> EXTRACTED MATERIAL
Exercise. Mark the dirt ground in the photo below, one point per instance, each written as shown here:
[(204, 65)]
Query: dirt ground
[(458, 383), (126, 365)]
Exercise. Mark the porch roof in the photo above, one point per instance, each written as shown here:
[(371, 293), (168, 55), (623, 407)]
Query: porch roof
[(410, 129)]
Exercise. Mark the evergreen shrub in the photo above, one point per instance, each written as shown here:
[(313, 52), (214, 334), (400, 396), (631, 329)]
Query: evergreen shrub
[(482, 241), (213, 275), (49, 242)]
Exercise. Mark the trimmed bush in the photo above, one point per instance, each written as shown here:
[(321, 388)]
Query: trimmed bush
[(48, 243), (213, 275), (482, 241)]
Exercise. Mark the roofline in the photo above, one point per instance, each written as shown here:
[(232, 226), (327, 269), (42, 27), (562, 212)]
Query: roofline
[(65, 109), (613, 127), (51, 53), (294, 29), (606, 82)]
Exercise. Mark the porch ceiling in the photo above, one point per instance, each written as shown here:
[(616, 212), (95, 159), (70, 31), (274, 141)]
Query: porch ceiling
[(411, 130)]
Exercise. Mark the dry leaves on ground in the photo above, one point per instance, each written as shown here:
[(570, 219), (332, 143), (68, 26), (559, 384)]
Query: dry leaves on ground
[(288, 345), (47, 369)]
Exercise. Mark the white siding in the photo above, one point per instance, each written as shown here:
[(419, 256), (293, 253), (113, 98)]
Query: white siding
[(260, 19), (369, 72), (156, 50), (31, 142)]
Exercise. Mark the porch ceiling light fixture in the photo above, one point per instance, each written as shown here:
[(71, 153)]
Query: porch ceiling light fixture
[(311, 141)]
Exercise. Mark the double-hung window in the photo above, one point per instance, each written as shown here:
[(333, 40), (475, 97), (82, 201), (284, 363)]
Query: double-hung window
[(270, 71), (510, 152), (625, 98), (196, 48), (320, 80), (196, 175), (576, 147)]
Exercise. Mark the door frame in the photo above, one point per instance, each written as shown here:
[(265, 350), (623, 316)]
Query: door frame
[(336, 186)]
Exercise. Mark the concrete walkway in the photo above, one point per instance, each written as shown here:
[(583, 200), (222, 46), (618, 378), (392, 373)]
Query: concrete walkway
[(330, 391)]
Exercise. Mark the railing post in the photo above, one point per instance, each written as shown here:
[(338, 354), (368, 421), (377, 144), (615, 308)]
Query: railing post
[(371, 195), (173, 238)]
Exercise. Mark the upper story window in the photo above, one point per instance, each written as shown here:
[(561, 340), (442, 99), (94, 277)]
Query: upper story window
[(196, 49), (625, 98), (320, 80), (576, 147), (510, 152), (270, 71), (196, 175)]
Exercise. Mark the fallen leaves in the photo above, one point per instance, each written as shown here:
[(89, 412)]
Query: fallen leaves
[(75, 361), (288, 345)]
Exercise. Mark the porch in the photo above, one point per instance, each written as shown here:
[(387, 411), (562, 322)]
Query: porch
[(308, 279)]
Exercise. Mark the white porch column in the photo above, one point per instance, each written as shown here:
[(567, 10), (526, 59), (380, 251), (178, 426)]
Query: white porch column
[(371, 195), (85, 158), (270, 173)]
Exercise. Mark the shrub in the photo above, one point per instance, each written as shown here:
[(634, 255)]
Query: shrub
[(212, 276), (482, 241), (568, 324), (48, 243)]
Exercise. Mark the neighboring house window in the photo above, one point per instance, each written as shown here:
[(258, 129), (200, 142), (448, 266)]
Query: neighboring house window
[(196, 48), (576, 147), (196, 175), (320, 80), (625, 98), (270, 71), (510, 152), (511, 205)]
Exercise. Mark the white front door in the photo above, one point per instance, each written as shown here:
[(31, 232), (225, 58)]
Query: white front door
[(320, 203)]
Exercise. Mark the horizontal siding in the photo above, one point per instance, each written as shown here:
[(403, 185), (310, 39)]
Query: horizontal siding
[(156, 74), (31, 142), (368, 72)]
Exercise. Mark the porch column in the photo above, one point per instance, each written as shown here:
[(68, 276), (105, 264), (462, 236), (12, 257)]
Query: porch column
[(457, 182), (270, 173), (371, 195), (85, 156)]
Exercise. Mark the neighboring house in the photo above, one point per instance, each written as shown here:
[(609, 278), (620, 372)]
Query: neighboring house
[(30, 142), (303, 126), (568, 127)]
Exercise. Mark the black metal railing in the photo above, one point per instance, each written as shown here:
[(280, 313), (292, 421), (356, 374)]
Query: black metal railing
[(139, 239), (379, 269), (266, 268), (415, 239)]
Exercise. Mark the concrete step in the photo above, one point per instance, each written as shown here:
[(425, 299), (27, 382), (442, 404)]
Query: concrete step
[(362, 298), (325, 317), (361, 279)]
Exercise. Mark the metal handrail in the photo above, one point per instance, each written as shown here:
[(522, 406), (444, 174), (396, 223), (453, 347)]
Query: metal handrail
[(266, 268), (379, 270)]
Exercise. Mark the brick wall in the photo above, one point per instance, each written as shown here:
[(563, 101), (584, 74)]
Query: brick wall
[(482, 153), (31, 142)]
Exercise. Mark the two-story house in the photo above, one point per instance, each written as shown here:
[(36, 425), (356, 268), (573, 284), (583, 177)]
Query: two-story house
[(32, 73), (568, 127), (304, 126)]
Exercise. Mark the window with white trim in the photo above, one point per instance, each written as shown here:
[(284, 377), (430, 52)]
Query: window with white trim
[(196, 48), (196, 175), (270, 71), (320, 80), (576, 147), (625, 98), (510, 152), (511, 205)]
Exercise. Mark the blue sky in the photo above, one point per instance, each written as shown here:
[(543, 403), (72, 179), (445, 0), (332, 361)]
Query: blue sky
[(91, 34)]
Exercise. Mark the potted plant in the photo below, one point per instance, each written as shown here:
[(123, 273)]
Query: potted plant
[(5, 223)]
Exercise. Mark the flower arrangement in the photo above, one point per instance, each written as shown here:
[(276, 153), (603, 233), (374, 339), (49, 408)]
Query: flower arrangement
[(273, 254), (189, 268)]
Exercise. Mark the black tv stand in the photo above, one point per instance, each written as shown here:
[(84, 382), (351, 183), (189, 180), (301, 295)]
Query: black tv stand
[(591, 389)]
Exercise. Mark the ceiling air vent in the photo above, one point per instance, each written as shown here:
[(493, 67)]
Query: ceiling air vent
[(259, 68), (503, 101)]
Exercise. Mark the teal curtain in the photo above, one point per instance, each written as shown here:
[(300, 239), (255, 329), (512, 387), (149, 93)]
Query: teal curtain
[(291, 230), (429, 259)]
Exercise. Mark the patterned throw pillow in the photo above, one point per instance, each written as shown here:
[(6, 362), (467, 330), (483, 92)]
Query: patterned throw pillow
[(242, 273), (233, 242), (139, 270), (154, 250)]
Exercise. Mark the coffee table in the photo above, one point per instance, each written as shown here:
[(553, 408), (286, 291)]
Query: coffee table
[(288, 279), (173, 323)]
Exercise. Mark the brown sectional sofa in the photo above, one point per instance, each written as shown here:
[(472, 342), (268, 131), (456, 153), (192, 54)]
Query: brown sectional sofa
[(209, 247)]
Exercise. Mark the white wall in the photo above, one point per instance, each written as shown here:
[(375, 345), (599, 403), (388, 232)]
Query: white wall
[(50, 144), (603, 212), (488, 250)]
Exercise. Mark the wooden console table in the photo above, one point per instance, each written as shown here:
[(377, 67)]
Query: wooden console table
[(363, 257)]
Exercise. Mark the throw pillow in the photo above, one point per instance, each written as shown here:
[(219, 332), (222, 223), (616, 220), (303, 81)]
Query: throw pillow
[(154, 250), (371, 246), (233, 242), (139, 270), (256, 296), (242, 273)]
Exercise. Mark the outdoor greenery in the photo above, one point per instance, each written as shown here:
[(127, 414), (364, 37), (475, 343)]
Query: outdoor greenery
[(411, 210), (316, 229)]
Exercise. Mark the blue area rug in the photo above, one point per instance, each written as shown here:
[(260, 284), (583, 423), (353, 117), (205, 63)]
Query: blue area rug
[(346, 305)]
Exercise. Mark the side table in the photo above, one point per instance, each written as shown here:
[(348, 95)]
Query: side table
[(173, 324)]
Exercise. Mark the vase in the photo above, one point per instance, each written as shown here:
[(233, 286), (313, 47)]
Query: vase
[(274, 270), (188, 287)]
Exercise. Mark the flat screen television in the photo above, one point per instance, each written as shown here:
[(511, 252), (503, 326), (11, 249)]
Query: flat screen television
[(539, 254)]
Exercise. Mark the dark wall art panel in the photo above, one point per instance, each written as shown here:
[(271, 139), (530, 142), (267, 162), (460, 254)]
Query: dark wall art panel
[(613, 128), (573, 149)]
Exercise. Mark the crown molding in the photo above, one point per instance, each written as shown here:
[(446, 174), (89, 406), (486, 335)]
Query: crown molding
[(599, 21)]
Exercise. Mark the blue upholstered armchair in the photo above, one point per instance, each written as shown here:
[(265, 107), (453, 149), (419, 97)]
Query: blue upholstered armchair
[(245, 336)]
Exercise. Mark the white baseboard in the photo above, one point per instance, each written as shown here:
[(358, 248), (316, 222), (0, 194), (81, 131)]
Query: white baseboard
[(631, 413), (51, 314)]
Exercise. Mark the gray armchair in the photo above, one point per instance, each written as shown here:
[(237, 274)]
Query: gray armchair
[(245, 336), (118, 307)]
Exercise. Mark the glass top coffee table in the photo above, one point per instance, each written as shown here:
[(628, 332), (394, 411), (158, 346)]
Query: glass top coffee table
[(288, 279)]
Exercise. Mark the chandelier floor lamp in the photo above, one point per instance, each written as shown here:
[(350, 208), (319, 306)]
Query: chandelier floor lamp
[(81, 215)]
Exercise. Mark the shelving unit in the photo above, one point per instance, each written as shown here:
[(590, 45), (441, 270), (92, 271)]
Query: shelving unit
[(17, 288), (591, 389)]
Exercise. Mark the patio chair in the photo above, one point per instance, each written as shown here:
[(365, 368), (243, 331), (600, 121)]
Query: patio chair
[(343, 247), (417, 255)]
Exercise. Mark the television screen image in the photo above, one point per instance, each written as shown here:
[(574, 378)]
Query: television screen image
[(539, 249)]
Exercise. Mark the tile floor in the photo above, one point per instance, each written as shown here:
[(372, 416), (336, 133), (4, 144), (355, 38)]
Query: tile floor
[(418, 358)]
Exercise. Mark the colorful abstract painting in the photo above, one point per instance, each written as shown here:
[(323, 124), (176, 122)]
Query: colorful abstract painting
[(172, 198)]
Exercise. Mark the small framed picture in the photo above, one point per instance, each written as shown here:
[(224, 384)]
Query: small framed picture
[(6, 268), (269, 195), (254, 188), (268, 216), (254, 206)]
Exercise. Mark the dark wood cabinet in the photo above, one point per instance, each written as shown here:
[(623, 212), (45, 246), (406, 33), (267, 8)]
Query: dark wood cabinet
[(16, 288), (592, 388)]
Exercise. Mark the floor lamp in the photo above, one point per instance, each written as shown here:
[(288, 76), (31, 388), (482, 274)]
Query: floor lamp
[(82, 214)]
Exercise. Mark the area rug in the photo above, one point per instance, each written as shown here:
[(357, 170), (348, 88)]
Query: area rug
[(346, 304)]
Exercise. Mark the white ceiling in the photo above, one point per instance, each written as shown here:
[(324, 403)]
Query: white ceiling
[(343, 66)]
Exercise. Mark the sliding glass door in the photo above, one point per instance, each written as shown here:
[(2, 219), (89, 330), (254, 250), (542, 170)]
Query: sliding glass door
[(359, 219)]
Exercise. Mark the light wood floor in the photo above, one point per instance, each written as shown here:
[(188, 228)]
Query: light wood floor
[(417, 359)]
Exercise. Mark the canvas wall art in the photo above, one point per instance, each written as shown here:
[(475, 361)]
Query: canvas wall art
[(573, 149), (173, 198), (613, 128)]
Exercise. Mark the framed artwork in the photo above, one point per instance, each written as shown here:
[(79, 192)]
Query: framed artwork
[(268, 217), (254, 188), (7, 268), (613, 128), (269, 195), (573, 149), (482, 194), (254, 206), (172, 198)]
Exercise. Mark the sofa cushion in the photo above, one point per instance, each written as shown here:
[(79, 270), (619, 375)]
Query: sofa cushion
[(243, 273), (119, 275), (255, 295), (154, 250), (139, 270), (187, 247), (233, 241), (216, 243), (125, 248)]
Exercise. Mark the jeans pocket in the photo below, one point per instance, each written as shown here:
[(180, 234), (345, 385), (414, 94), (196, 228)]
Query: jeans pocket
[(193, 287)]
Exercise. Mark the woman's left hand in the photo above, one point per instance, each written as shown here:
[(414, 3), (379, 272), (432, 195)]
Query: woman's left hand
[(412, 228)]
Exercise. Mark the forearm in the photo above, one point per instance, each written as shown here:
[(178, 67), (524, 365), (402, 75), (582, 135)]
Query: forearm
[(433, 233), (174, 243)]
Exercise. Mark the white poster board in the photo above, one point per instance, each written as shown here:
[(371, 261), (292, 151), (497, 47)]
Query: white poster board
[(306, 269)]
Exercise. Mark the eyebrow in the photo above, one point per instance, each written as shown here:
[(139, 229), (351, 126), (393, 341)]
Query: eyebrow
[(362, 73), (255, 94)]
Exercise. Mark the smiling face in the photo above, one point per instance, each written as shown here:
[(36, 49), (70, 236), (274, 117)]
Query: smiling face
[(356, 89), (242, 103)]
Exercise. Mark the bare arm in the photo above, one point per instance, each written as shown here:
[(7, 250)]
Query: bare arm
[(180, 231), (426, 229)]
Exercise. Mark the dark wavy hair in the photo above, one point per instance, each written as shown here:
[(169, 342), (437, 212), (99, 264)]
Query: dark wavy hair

> WORK TO BE COMPLETED
Could you give back the lines starting with the line that contains "Exercise. Mark the white baseboard" and going on through the line that contains "[(17, 288), (591, 389)]", with "shelving unit" replaced by "bookcase" and nothing else changed?

> PROBLEM SOLUTION
Exercise. Mark the white baseboard in the photo above, one point per instance, each written as shown here:
[(358, 248), (316, 222), (0, 194), (81, 131)]
Query: white baseboard
[(631, 413), (51, 314)]
Exercise. Mark the gray armchair in the photo above, one point per instance, each written as shown here:
[(237, 274)]
Query: gray armchair
[(245, 336), (118, 307)]
Exercise. Mark the glass top coffee table in the photo above, one point per instance, each written as shown here:
[(628, 332), (394, 411), (158, 346)]
Query: glass top coffee table
[(288, 279)]
Exercise. Mark the chandelier floor lamp in the photo above, one point per instance, each written as shown here:
[(350, 208), (319, 306)]
Query: chandelier floor lamp
[(81, 215)]
Exercise. Mark the bookcase in the photo above, one point per instance, each written as shown here:
[(590, 45), (441, 270), (92, 271)]
Query: bookcase
[(17, 288), (591, 389)]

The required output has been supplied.